** Testo dell'esercizio **
Il romanzo è ambientato in una città senza nome dove si diffonde una strana epidemia che rende ciechi uomini e donne, ma si tratta di una malattia peculiare perché fa vedere tutto bianco anziché nero. L’epidemia si diffonde rapidamente in tutta la città e il Governo decide di rinchiudere temporaneamente i malati in delle strutture dedicate e sorvegliate da alcune guardie, al fine di limitare i contagi.

Dati di ancoraggio di oggetti in linguaggio naturale
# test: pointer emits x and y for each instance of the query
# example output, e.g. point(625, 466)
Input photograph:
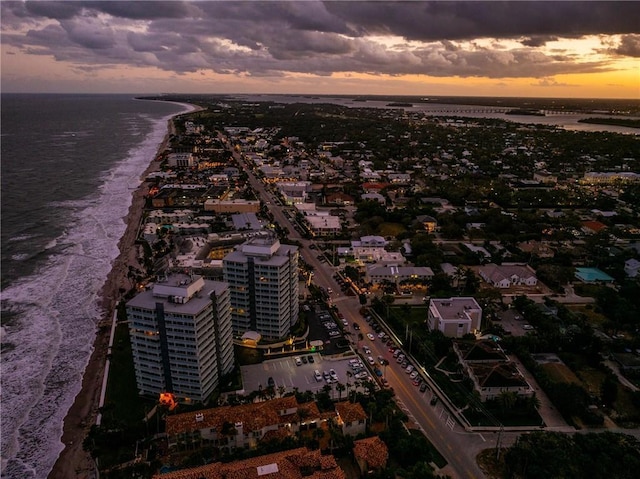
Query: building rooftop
point(454, 308)
point(372, 450)
point(292, 464)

** Consegne **
A. Nel testo dell'esercizio, come vedono i malati colpiti dall'epidemia?
B. Trascrivi dal testo dell'esercizio il passo che comincia con le parole "Il romanzo è" e finisce con "limitare i contagi.".
Per rispondere basta il testo dell'esercizio.

** Soluzioni **
A. Vedono tutto bianco anziché nero.

B.
Il romanzo è ambientato in una città senza nome dove si diffonde una strana epidemia che rende ciechi uomini e donne, ma si tratta di una malattia peculiare perché fa vedere tutto bianco anziché nero. L’epidemia si diffonde rapidamente in tutta la città e il Governo decide di rinchiudere temporaneamente i malati in delle strutture dedicate e sorvegliate da alcune guardie, al fine di limitare i contagi.